> _EXERCISE REQUIREMENTS_
Because the entries hold pictures, reproduce only their words, exactly as written.

> _SUPPLIED MATERIAL_
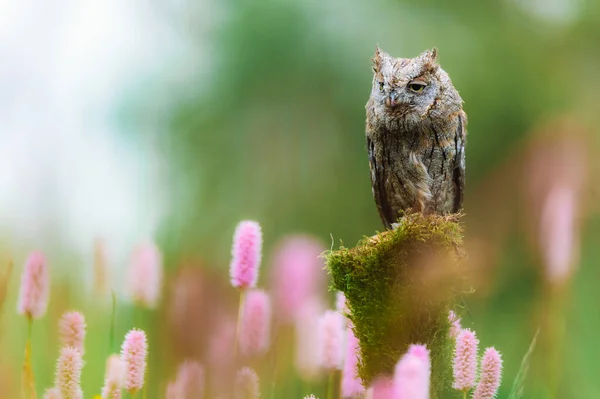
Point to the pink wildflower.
(114, 379)
(190, 380)
(68, 373)
(465, 360)
(71, 330)
(306, 325)
(35, 287)
(455, 326)
(413, 373)
(255, 324)
(296, 275)
(351, 385)
(330, 340)
(383, 388)
(52, 393)
(491, 373)
(246, 384)
(145, 275)
(134, 353)
(246, 254)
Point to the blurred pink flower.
(306, 326)
(114, 379)
(382, 388)
(465, 360)
(190, 380)
(71, 330)
(246, 254)
(145, 275)
(134, 353)
(558, 233)
(330, 340)
(246, 384)
(68, 373)
(100, 267)
(296, 275)
(455, 326)
(52, 393)
(255, 323)
(351, 385)
(491, 373)
(413, 373)
(173, 391)
(35, 287)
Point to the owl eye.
(416, 87)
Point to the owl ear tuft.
(378, 59)
(429, 60)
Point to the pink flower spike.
(413, 373)
(330, 340)
(134, 353)
(190, 380)
(465, 360)
(145, 275)
(558, 235)
(491, 373)
(296, 275)
(35, 287)
(255, 323)
(455, 326)
(246, 384)
(351, 385)
(114, 379)
(382, 388)
(68, 373)
(71, 330)
(52, 393)
(246, 255)
(306, 325)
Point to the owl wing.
(458, 175)
(378, 185)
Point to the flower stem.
(28, 379)
(237, 331)
(331, 385)
(111, 337)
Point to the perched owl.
(416, 131)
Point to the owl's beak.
(391, 100)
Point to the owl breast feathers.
(416, 133)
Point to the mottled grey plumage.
(416, 132)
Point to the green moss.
(399, 287)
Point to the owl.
(416, 133)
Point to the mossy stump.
(399, 287)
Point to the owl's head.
(411, 89)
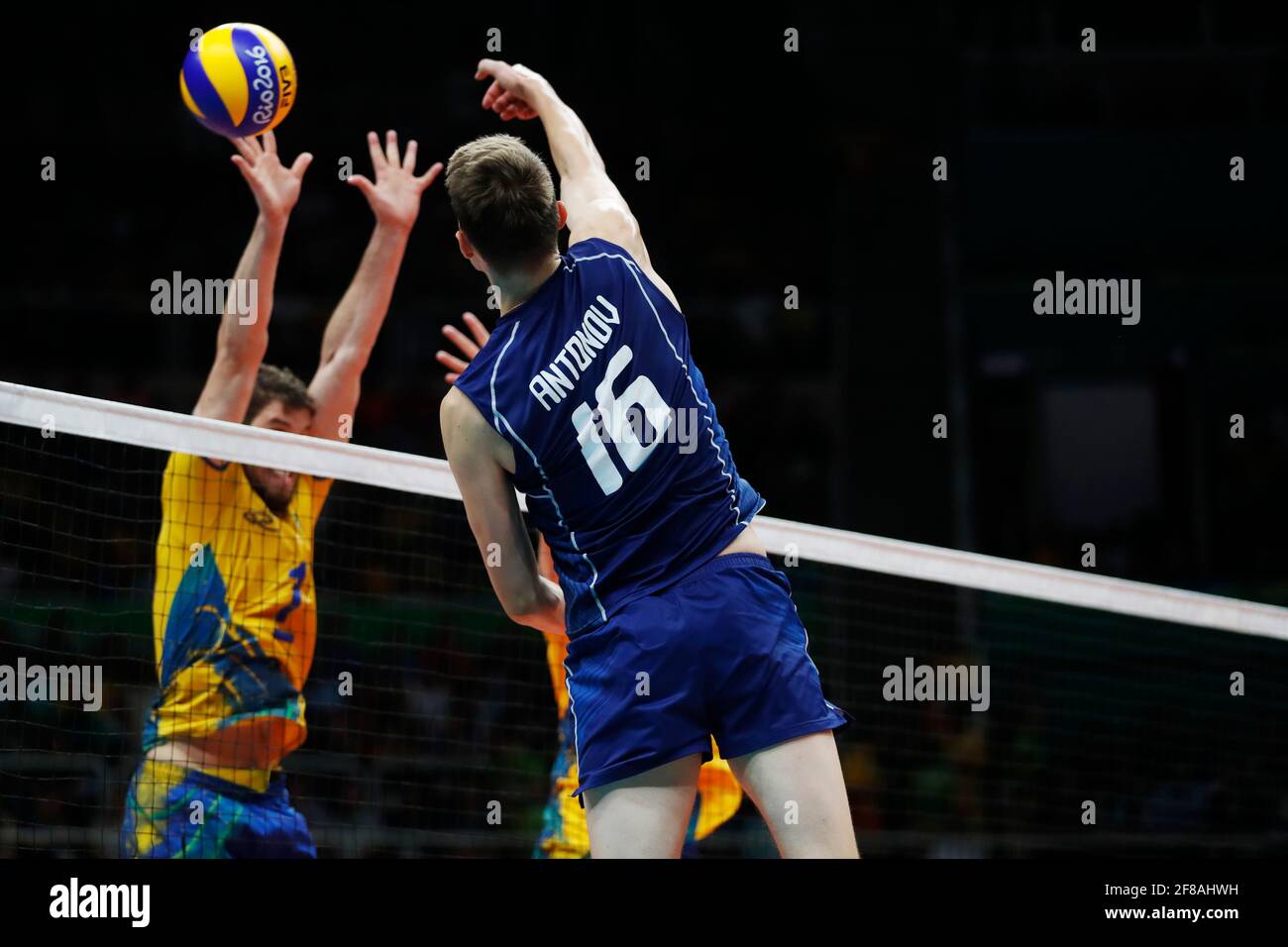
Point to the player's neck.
(518, 289)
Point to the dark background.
(768, 170)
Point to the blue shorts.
(235, 822)
(720, 654)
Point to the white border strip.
(165, 431)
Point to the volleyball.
(239, 80)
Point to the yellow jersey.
(233, 613)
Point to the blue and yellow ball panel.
(239, 81)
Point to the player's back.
(617, 445)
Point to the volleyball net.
(1001, 707)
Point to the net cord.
(165, 431)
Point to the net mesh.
(433, 727)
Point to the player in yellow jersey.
(235, 612)
(563, 830)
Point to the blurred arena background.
(767, 170)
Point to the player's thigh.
(643, 815)
(799, 789)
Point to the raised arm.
(353, 328)
(595, 206)
(244, 331)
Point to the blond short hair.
(503, 200)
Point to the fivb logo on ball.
(239, 80)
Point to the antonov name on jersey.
(579, 352)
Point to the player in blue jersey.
(588, 399)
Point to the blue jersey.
(616, 442)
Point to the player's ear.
(464, 244)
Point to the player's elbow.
(531, 607)
(243, 351)
(522, 609)
(349, 360)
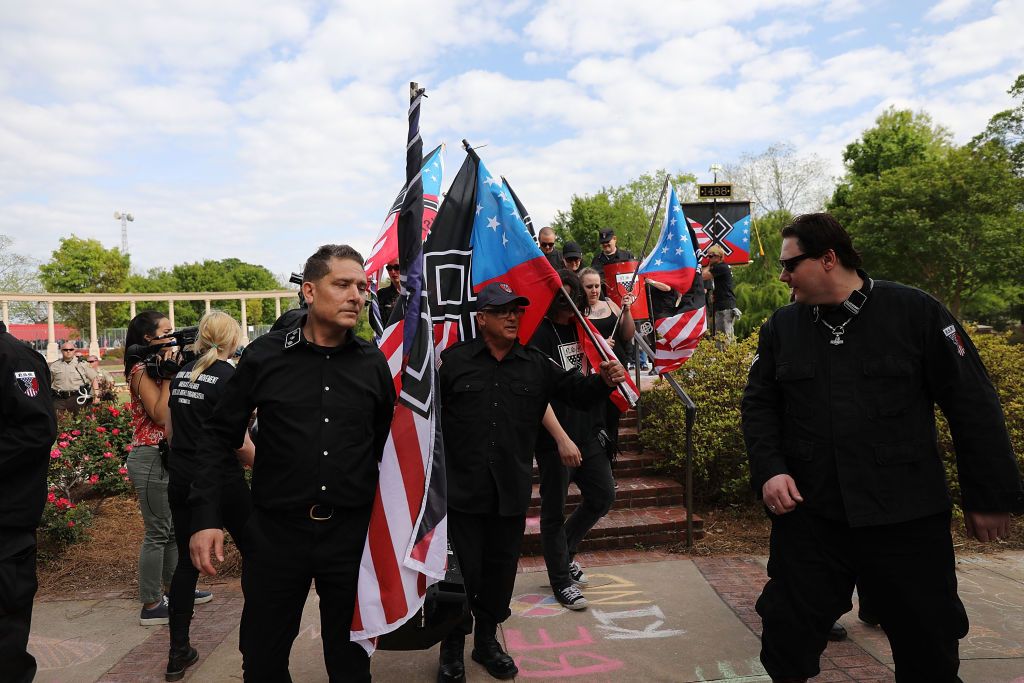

> _TASK RESULT_
Point to the pink wildflower.
(114, 379)
(190, 380)
(68, 373)
(465, 360)
(71, 330)
(306, 325)
(35, 287)
(455, 326)
(413, 373)
(255, 324)
(296, 275)
(351, 385)
(330, 340)
(383, 388)
(52, 393)
(491, 373)
(246, 384)
(145, 275)
(134, 353)
(246, 254)
Point to the blurred pink flower.
(306, 326)
(114, 379)
(382, 388)
(465, 360)
(190, 380)
(71, 330)
(246, 254)
(145, 275)
(134, 353)
(558, 233)
(330, 340)
(246, 384)
(68, 373)
(100, 267)
(296, 275)
(455, 326)
(52, 393)
(255, 323)
(351, 385)
(491, 373)
(413, 373)
(173, 391)
(35, 287)
Point to the owl eye.
(416, 87)
Point to the owl ear tuft.
(378, 59)
(429, 60)
Point to the pink flower spike.
(413, 373)
(330, 340)
(134, 353)
(190, 380)
(465, 360)
(145, 275)
(558, 235)
(491, 373)
(296, 275)
(35, 287)
(255, 323)
(455, 326)
(246, 384)
(351, 385)
(114, 379)
(382, 388)
(68, 373)
(71, 330)
(52, 393)
(246, 255)
(306, 325)
Point to the owl wing.
(458, 175)
(378, 185)
Point to the flower stem.
(28, 379)
(237, 331)
(331, 385)
(111, 337)
Point to the perched owl.
(416, 131)
Point to the owl's beak.
(391, 100)
Point to the owl breast feathers.
(416, 133)
Point to the mottled grey plumage.
(416, 132)
Point to the green moss.
(399, 287)
Point to the owl.
(416, 133)
Point to the mossy stump.
(399, 287)
Point to the owl's head.
(411, 89)
Point to the player's neck.
(518, 289)
Point to the dark background.
(768, 170)
Point to the blue shorts.
(235, 822)
(720, 654)
Point to the white border strip.
(165, 431)
Point to the volleyball.
(239, 80)
Point to the yellow jersey.
(233, 613)
Point to the blue and yellow ball panel.
(239, 81)
Point to the player's back.
(617, 445)
Point to the volleyball net.
(1001, 707)
Point to the net cord.
(165, 431)
Point to the net mesh.
(433, 727)
Point to the player in yellow jersey.
(235, 612)
(563, 830)
Point to the blurred arena background.
(767, 170)
Point to the player's thigh.
(643, 815)
(799, 789)
Point to the raised arm.
(353, 328)
(595, 206)
(244, 331)
Point to the blond short hair.
(503, 200)
Point to the fivb logo on ball.
(239, 80)
Point to the antonov name on jersey.
(579, 352)
Point to the player in blue jersey.
(588, 399)
Point to the blue jersey.
(616, 442)
Point to the player's ear.
(464, 244)
Point to the player's elbow.
(531, 607)
(243, 351)
(522, 609)
(349, 360)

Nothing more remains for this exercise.